[Dataset items]
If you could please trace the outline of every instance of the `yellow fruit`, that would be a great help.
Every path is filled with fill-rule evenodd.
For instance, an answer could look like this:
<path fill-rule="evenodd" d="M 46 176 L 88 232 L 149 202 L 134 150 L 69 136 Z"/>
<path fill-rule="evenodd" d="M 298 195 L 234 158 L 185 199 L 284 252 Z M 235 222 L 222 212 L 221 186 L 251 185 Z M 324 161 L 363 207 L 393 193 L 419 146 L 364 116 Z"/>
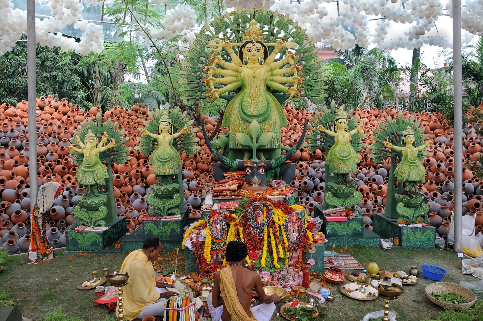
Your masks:
<path fill-rule="evenodd" d="M 371 274 L 376 274 L 379 272 L 379 267 L 376 263 L 372 262 L 367 266 L 367 271 Z"/>

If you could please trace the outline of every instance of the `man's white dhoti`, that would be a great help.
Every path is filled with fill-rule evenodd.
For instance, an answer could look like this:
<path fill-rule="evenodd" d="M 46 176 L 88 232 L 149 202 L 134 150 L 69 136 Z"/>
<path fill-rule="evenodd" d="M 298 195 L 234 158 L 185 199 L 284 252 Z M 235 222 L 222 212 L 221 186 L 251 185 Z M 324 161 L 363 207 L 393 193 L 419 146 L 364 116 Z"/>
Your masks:
<path fill-rule="evenodd" d="M 210 311 L 210 314 L 211 316 L 212 321 L 221 321 L 221 315 L 223 313 L 223 306 L 220 306 L 218 307 L 213 306 L 212 302 L 212 293 L 208 294 L 206 299 L 206 303 L 208 305 L 208 309 Z M 270 321 L 273 312 L 275 312 L 275 304 L 271 303 L 267 304 L 262 303 L 262 304 L 254 306 L 252 308 L 252 311 L 258 321 Z"/>

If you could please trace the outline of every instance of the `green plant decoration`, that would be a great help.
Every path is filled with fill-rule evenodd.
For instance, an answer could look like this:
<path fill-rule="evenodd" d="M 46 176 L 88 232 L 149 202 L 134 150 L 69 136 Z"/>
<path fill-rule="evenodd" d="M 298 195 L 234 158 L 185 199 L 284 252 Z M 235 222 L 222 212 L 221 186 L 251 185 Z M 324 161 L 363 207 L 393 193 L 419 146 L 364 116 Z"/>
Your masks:
<path fill-rule="evenodd" d="M 164 109 L 168 112 L 168 116 L 172 122 L 172 132 L 178 132 L 185 127 L 189 129 L 189 132 L 182 134 L 174 139 L 173 146 L 179 152 L 184 151 L 188 156 L 193 155 L 197 150 L 201 148 L 200 146 L 197 145 L 197 143 L 199 141 L 199 139 L 196 137 L 196 132 L 198 131 L 198 129 L 193 128 L 193 121 L 188 116 L 188 112 L 182 112 L 179 107 L 170 108 L 169 103 L 166 104 Z M 148 112 L 149 120 L 143 122 L 145 129 L 150 132 L 157 132 L 158 125 L 162 116 L 163 111 L 164 110 L 161 111 L 156 108 L 154 112 L 151 111 Z M 156 140 L 149 136 L 143 135 L 137 137 L 136 139 L 141 143 L 134 148 L 144 155 L 151 154 L 157 145 Z"/>
<path fill-rule="evenodd" d="M 77 226 L 84 224 L 87 226 L 105 226 L 106 222 L 102 219 L 107 215 L 107 207 L 104 205 L 97 210 L 83 210 L 79 205 L 73 209 L 74 216 L 79 219 Z"/>
<path fill-rule="evenodd" d="M 153 222 L 146 221 L 144 222 L 143 225 L 145 233 L 149 233 L 150 231 L 154 235 L 162 237 L 169 236 L 173 230 L 176 233 L 179 233 L 180 232 L 179 226 L 172 221 L 168 222 L 166 224 L 160 224 L 158 226 L 156 226 Z"/>
<path fill-rule="evenodd" d="M 378 233 L 384 237 L 392 237 L 398 234 L 398 226 L 395 224 L 389 224 L 384 219 L 374 220 L 372 222 L 372 226 Z"/>
<path fill-rule="evenodd" d="M 107 195 L 107 201 L 106 206 L 107 207 L 107 215 L 104 219 L 107 223 L 114 223 L 117 219 L 117 214 L 116 212 L 115 201 L 114 197 L 114 191 L 113 190 L 113 179 L 114 176 L 112 168 L 113 163 L 124 164 L 127 160 L 131 159 L 131 157 L 128 156 L 128 152 L 131 150 L 131 147 L 126 145 L 126 143 L 129 140 L 128 137 L 124 137 L 125 130 L 120 131 L 117 129 L 117 122 L 113 122 L 112 119 L 108 118 L 102 122 L 100 113 L 98 113 L 96 116 L 96 121 L 87 118 L 87 123 L 83 123 L 82 130 L 80 131 L 74 131 L 74 134 L 79 136 L 80 140 L 84 142 L 85 135 L 88 131 L 91 131 L 99 141 L 102 139 L 102 134 L 105 132 L 109 137 L 110 141 L 115 141 L 115 145 L 113 148 L 101 152 L 99 155 L 99 159 L 106 165 L 108 169 L 108 178 L 106 180 L 105 187 Z M 79 143 L 73 138 L 70 140 L 72 146 L 76 148 L 80 147 Z M 77 151 L 71 151 L 72 156 L 71 160 L 77 166 L 82 163 L 84 156 Z"/>
<path fill-rule="evenodd" d="M 355 231 L 361 232 L 362 227 L 358 222 L 328 222 L 326 229 L 327 233 L 336 233 L 339 235 L 345 237 L 353 233 Z"/>
<path fill-rule="evenodd" d="M 148 195 L 147 201 L 150 205 L 156 206 L 149 209 L 150 216 L 159 216 L 163 217 L 169 214 L 179 215 L 181 213 L 179 208 L 175 207 L 181 202 L 181 196 L 179 193 L 175 193 L 173 198 L 158 198 L 154 194 L 150 193 Z"/>
<path fill-rule="evenodd" d="M 405 119 L 403 117 L 402 112 L 399 111 L 396 118 L 393 119 L 390 117 L 386 117 L 386 122 L 378 121 L 379 129 L 373 130 L 374 136 L 370 138 L 374 143 L 368 146 L 371 150 L 369 157 L 376 164 L 380 163 L 384 159 L 390 157 L 391 169 L 388 175 L 389 181 L 387 182 L 387 198 L 386 200 L 385 214 L 392 219 L 398 219 L 399 214 L 396 209 L 396 205 L 398 203 L 395 198 L 396 193 L 404 191 L 400 186 L 395 187 L 394 172 L 396 165 L 402 159 L 402 153 L 396 149 L 389 149 L 384 146 L 384 142 L 388 142 L 392 145 L 402 147 L 405 146 L 402 141 L 404 131 L 408 127 L 412 129 L 414 132 L 414 144 L 419 146 L 424 144 L 424 141 L 427 137 L 424 134 L 425 127 L 419 128 L 420 122 L 416 120 L 413 115 Z M 426 150 L 422 150 L 418 152 L 418 159 L 422 161 L 426 155 L 429 154 Z"/>
<path fill-rule="evenodd" d="M 429 219 L 427 217 L 429 205 L 427 203 L 424 203 L 418 207 L 410 208 L 405 207 L 404 203 L 400 202 L 398 203 L 396 208 L 398 213 L 401 216 L 399 218 L 407 223 L 414 223 L 417 220 L 417 219 L 422 216 L 424 216 L 424 221 L 426 223 L 429 222 Z"/>
<path fill-rule="evenodd" d="M 303 91 L 300 96 L 315 104 L 323 103 L 324 98 L 327 97 L 324 93 L 324 89 L 327 88 L 324 85 L 324 82 L 327 80 L 323 74 L 325 70 L 321 64 L 322 60 L 317 54 L 318 49 L 312 42 L 312 38 L 305 33 L 305 29 L 299 26 L 298 23 L 294 22 L 288 15 L 279 14 L 277 11 L 271 11 L 266 8 L 249 9 L 238 8 L 231 12 L 227 12 L 224 15 L 215 16 L 209 24 L 205 24 L 199 32 L 195 33 L 196 39 L 190 44 L 188 52 L 183 54 L 186 59 L 181 62 L 184 70 L 180 72 L 183 75 L 183 79 L 180 83 L 182 85 L 180 91 L 185 104 L 192 106 L 197 102 L 207 98 L 206 88 L 202 81 L 206 77 L 206 74 L 203 72 L 202 66 L 209 64 L 210 55 L 213 49 L 213 42 L 212 44 L 209 45 L 210 41 L 216 41 L 226 37 L 232 43 L 242 43 L 246 26 L 253 20 L 259 24 L 259 28 L 262 29 L 264 42 L 275 44 L 282 38 L 290 39 L 293 43 L 293 47 L 291 49 L 295 50 L 296 48 L 300 71 L 305 78 L 297 88 Z M 215 46 L 217 45 L 221 44 L 215 44 Z M 269 55 L 274 48 L 268 46 Z M 287 48 L 285 47 L 280 50 L 280 57 L 275 61 L 284 58 L 286 51 Z M 221 54 L 224 60 L 232 62 L 227 52 L 222 51 Z M 290 76 L 294 74 L 287 75 Z M 219 88 L 218 85 L 215 87 Z M 297 101 L 300 99 L 291 97 L 289 94 L 275 89 L 272 89 L 271 93 L 281 104 L 289 98 Z M 234 94 L 231 94 L 222 95 L 220 97 L 229 102 L 234 96 Z"/>
<path fill-rule="evenodd" d="M 98 244 L 97 247 L 102 246 L 102 240 L 100 239 L 100 235 L 99 233 L 80 232 L 68 233 L 68 235 L 70 242 L 71 242 L 72 239 L 77 241 L 78 248 L 81 250 L 92 249 L 93 248 L 96 247 L 94 245 L 95 243 Z"/>
<path fill-rule="evenodd" d="M 422 229 L 405 228 L 403 233 L 403 246 L 407 248 L 434 248 L 434 231 Z M 415 231 L 415 232 L 414 232 Z"/>
<path fill-rule="evenodd" d="M 273 136 L 272 132 L 266 132 L 260 135 L 261 130 L 260 128 L 260 124 L 256 119 L 253 120 L 250 124 L 248 129 L 250 136 L 243 133 L 237 133 L 237 139 L 238 141 L 244 145 L 251 146 L 252 150 L 253 151 L 253 161 L 258 161 L 256 158 L 256 148 L 259 146 L 266 145 L 271 140 Z"/>
<path fill-rule="evenodd" d="M 358 205 L 362 200 L 362 195 L 356 191 L 353 194 L 352 197 L 341 198 L 334 196 L 332 192 L 327 192 L 326 193 L 324 201 L 333 207 L 344 207 L 347 208 L 355 205 Z"/>

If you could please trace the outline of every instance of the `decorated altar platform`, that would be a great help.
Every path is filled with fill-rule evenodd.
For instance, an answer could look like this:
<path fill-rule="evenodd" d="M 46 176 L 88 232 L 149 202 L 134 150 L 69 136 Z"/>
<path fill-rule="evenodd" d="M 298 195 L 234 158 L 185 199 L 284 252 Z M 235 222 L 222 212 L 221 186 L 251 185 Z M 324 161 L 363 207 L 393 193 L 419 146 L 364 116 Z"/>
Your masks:
<path fill-rule="evenodd" d="M 372 216 L 373 231 L 384 238 L 399 235 L 399 246 L 406 248 L 434 248 L 436 228 L 399 226 L 398 224 L 399 220 L 374 214 Z"/>
<path fill-rule="evenodd" d="M 362 218 L 356 216 L 348 219 L 346 221 L 328 221 L 320 205 L 315 206 L 314 215 L 324 220 L 322 231 L 327 241 L 326 246 L 335 244 L 337 246 L 364 245 L 367 247 L 379 246 L 380 236 L 376 233 L 364 228 Z"/>

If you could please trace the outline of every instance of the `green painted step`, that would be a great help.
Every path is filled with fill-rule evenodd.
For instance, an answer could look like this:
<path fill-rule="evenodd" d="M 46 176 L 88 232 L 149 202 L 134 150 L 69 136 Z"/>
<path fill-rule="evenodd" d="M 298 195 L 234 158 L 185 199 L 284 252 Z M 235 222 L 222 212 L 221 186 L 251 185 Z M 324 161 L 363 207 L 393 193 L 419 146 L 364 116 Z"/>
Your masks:
<path fill-rule="evenodd" d="M 373 230 L 384 238 L 399 235 L 399 246 L 406 248 L 434 248 L 436 229 L 399 226 L 398 220 L 382 214 L 372 216 Z"/>
<path fill-rule="evenodd" d="M 108 224 L 105 231 L 88 232 L 67 231 L 67 251 L 101 251 L 126 234 L 126 218 L 121 216 L 114 223 Z"/>
<path fill-rule="evenodd" d="M 367 229 L 364 229 L 362 237 L 342 236 L 339 237 L 327 238 L 326 247 L 331 248 L 332 244 L 336 246 L 351 247 L 355 245 L 363 245 L 366 247 L 379 247 L 381 237 L 373 232 Z"/>

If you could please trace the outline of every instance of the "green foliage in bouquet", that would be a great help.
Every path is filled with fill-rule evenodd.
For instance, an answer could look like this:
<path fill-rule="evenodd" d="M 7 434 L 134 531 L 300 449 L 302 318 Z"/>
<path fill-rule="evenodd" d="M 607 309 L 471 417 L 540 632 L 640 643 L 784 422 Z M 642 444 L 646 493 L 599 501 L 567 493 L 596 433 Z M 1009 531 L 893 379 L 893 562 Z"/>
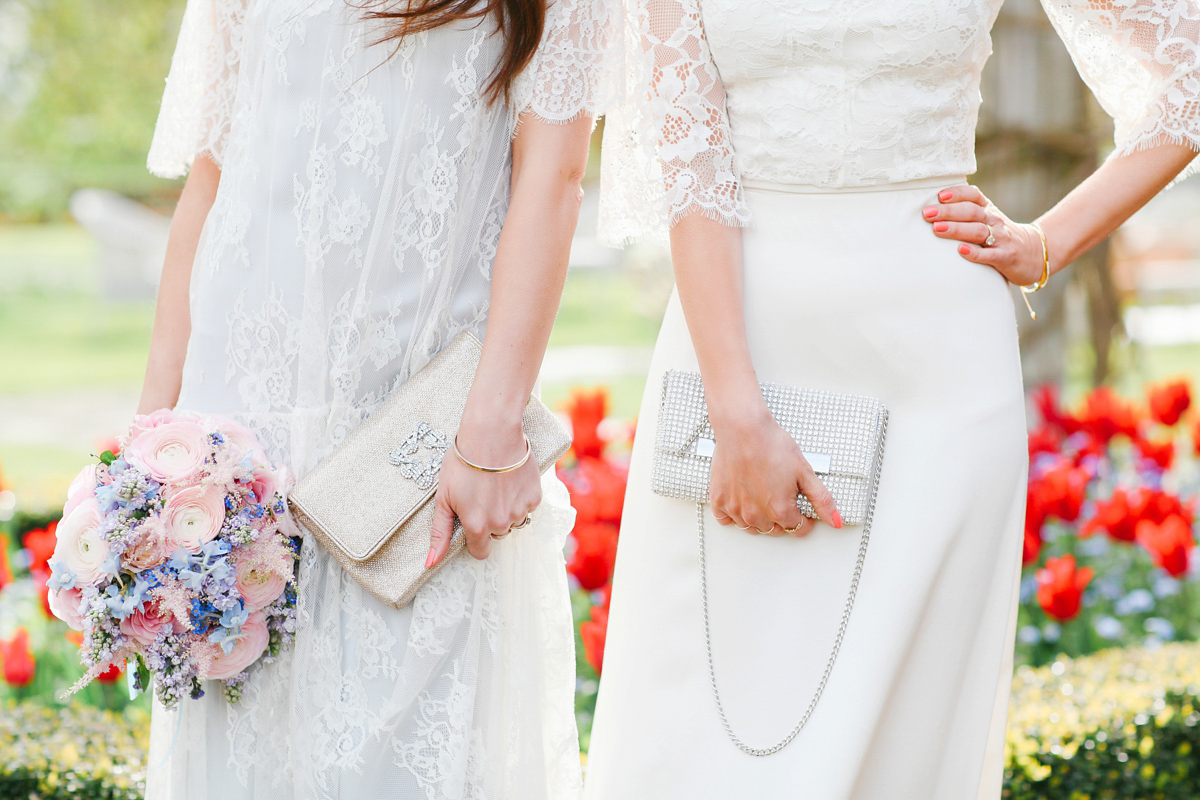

= EXERCISE OBJECTIVE =
Could you copy the stretch of entries from the very start through the line containing "371 274 L 376" without changing a character, both ends included, and leave out the pictures?

= TASK ANSWER =
If you could please trace the outline of every instance of the `yellow fruit`, that would be a great help.
Every path is filled with fill-rule evenodd.
For instance, an answer could look like this:
<path fill-rule="evenodd" d="M 46 176 L 88 232 L 149 202 L 134 150 L 69 136 Z"/>
<path fill-rule="evenodd" d="M 298 195 L 234 158 L 185 199 L 284 252 Z M 235 222 L 222 212 L 221 186 L 251 185 Z M 324 161 L 363 207 L 393 193 L 419 146 L 364 116 Z"/>
Your masks:
<path fill-rule="evenodd" d="M 371 274 L 376 274 L 379 272 L 379 267 L 376 263 L 372 262 L 367 266 L 367 271 Z"/>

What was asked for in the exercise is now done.